===== Supplied records =====
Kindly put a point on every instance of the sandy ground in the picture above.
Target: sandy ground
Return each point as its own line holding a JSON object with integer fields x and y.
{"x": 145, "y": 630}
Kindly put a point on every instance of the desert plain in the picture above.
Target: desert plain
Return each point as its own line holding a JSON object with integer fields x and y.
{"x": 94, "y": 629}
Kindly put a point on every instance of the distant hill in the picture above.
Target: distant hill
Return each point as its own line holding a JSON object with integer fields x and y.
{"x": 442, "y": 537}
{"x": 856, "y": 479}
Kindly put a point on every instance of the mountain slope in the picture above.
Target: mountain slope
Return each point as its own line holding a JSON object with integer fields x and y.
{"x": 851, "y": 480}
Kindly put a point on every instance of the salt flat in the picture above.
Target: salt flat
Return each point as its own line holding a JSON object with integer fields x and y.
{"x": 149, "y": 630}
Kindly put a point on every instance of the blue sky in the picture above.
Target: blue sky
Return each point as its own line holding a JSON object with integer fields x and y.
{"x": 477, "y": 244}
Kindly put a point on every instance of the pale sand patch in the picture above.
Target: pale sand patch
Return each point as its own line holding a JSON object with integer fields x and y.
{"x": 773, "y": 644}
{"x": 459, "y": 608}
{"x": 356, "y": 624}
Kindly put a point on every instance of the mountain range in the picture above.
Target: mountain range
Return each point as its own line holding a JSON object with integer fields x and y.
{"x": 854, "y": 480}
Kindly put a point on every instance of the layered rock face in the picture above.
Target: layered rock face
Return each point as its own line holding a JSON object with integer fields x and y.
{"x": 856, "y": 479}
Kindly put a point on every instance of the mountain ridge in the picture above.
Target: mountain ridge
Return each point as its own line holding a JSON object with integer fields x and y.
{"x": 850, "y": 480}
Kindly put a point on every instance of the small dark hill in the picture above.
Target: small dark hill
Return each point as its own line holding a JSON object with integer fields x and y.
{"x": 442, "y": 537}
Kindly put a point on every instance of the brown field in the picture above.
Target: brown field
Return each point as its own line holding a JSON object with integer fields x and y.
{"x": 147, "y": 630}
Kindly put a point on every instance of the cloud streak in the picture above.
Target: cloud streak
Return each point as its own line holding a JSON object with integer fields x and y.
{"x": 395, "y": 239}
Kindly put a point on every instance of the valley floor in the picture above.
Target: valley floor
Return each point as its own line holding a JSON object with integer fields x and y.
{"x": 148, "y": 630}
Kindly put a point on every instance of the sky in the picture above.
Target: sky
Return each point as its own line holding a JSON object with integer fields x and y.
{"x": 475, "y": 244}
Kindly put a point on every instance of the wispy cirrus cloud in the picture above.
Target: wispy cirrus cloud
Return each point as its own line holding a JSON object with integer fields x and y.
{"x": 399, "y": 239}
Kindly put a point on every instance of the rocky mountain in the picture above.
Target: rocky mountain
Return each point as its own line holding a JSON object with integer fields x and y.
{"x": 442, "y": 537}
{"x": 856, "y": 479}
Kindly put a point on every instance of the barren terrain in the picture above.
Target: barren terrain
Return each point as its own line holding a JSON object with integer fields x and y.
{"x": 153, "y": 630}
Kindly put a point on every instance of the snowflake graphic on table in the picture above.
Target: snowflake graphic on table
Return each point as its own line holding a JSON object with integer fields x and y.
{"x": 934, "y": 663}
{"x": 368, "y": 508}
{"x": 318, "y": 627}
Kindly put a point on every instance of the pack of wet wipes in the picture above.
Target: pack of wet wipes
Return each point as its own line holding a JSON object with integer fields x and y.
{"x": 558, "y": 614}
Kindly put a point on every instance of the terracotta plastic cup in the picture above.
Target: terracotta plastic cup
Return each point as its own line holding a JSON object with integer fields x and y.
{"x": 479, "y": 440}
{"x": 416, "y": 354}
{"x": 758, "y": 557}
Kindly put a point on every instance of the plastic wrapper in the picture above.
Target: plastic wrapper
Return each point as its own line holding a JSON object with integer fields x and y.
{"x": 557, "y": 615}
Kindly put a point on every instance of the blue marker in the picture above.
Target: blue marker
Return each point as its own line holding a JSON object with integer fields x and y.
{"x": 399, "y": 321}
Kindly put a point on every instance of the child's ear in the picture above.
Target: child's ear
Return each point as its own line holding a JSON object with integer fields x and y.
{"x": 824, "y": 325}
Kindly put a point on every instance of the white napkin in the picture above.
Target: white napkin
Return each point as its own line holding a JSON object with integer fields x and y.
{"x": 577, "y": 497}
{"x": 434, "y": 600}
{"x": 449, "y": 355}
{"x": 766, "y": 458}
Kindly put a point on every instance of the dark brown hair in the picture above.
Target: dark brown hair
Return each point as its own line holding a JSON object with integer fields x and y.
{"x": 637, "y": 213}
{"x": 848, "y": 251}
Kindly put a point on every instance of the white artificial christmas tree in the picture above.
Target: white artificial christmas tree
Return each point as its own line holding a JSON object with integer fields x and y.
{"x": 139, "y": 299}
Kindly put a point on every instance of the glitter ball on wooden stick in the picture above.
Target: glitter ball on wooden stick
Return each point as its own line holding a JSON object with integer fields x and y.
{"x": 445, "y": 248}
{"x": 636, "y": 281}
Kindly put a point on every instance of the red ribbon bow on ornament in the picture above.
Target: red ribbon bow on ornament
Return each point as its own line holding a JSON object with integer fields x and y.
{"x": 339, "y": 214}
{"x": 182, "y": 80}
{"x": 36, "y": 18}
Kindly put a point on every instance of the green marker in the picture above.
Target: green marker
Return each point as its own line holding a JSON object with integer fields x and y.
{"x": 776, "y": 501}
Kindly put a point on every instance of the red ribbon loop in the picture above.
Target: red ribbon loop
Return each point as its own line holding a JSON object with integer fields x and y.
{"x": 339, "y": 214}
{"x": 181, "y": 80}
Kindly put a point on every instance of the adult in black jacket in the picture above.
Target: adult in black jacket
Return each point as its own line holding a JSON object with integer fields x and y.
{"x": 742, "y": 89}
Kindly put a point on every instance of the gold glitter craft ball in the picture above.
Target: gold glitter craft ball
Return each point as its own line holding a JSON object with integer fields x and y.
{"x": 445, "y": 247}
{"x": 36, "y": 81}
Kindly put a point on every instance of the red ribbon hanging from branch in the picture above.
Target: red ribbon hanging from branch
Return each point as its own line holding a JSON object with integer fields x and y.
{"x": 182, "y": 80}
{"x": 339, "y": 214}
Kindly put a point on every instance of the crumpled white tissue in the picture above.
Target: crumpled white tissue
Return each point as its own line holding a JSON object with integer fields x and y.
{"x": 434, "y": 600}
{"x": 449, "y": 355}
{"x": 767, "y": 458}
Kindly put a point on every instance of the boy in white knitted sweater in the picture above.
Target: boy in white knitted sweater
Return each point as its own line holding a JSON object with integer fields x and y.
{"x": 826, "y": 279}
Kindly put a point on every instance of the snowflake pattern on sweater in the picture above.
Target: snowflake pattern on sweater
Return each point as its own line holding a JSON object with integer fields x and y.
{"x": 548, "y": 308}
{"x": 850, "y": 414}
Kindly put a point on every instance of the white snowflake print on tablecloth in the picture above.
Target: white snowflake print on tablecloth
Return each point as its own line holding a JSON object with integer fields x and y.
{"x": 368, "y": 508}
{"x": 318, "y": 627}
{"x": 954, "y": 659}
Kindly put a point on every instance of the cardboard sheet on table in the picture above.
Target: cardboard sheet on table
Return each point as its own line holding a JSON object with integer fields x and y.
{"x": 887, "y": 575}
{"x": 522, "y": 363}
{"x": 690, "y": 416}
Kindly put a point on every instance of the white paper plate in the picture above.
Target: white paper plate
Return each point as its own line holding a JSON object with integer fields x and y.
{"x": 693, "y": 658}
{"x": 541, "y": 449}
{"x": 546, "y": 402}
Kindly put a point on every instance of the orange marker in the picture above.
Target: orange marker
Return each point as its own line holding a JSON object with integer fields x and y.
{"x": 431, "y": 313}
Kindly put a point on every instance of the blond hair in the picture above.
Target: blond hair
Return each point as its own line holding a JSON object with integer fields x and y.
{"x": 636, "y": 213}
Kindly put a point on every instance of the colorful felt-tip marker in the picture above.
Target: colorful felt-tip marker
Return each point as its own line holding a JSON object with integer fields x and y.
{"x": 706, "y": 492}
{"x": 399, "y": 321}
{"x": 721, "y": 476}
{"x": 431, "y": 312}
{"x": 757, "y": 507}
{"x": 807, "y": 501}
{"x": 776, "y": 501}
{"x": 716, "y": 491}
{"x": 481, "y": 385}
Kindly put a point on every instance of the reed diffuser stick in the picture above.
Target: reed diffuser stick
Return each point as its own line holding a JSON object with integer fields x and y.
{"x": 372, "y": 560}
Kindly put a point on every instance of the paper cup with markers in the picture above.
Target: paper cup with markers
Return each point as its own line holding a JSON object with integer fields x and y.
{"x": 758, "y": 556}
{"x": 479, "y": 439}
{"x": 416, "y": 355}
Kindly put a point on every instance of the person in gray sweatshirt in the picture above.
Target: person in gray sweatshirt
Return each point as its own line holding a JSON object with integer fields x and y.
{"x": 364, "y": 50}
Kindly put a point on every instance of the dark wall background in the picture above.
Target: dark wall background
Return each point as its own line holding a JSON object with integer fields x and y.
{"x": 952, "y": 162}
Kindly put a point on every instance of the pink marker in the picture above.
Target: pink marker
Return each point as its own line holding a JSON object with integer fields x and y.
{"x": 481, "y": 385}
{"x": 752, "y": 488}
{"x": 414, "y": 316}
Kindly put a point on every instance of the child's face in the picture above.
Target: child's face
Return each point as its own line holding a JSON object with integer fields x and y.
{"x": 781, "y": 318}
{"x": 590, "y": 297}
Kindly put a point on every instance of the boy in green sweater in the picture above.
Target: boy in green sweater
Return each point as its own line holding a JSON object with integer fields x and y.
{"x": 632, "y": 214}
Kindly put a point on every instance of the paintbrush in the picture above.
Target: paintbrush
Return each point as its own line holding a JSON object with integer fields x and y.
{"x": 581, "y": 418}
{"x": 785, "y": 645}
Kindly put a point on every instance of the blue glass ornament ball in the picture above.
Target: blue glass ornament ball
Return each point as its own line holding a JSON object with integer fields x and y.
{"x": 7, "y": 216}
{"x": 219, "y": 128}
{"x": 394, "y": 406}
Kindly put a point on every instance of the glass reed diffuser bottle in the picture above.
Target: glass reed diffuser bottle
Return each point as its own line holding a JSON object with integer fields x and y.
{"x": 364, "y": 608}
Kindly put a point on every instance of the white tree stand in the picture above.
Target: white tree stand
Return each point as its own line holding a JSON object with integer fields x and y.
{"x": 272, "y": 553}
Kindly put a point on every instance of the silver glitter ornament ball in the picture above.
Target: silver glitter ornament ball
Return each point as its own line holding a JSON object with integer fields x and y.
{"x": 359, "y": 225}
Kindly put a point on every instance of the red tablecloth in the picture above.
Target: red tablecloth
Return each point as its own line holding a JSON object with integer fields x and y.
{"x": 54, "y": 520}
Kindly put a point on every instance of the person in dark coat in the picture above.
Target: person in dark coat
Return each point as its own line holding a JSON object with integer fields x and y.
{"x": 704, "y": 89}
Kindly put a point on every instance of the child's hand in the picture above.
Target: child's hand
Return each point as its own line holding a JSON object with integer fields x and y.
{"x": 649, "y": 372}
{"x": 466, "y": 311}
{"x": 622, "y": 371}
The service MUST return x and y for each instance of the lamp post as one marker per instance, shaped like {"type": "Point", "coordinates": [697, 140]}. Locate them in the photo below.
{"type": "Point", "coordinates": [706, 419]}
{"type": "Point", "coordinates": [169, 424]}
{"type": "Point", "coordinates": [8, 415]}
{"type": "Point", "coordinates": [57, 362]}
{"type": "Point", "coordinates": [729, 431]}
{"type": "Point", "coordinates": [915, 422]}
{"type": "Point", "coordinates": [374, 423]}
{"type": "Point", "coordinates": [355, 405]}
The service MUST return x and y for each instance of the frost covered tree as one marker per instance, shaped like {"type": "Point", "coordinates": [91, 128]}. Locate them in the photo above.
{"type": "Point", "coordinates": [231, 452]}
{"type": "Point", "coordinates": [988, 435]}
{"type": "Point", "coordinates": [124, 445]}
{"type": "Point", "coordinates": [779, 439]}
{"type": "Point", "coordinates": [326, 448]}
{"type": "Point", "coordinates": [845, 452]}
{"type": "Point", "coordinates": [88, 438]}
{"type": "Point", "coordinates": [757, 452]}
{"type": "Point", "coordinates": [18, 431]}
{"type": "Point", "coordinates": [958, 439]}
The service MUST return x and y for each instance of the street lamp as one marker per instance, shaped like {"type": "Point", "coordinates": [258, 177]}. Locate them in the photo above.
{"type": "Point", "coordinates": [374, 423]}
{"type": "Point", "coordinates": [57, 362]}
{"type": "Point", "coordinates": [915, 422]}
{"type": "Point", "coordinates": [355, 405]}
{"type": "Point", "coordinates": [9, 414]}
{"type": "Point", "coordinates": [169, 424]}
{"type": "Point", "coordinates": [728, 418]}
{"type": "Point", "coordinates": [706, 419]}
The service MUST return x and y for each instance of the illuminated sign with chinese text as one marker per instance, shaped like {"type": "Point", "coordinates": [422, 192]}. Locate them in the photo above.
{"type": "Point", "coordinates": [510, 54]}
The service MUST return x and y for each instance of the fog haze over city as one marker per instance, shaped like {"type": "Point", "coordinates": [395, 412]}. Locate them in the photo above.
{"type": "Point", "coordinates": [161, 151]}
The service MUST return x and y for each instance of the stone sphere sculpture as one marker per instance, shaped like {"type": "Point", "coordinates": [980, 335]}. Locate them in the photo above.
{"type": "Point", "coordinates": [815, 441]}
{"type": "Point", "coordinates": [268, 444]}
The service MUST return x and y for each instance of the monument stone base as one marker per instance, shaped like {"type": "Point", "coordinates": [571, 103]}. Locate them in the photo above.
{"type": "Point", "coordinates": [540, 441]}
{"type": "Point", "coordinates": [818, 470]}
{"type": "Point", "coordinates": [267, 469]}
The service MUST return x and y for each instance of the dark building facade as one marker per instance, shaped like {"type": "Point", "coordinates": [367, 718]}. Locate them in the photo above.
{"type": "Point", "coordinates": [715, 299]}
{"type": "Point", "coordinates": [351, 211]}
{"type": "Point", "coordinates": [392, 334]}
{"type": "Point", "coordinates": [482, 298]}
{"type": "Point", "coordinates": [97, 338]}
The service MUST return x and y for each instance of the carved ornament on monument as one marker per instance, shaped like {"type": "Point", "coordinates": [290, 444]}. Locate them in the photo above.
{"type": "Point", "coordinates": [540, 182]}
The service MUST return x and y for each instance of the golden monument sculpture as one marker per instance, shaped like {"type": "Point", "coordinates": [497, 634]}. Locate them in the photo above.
=====
Aim of the exercise:
Within the records, the lines containing the string "streak" are to be counted and their number given without comment.

Output:
2